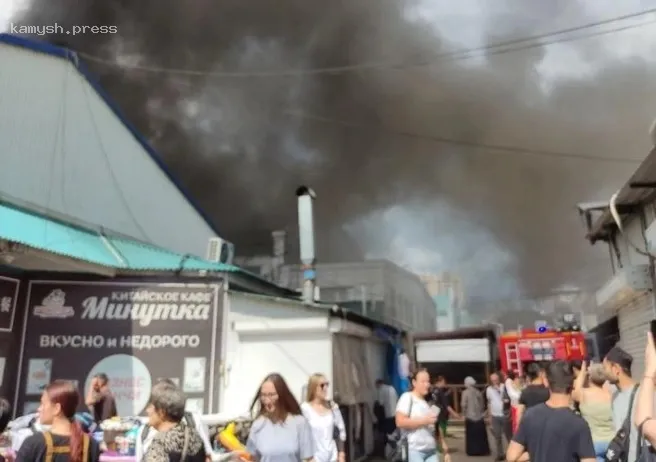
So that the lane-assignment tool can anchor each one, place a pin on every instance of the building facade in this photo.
(447, 292)
(378, 289)
(628, 294)
(67, 152)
-------------------------
# Your task
Exactly as they appear above, write out all the entries, without pictures.

# Solution for this problem
So that the lane-assignment tool can anchor each one, place a pin on every instance of the building facade in this photo.
(447, 292)
(378, 289)
(628, 294)
(67, 152)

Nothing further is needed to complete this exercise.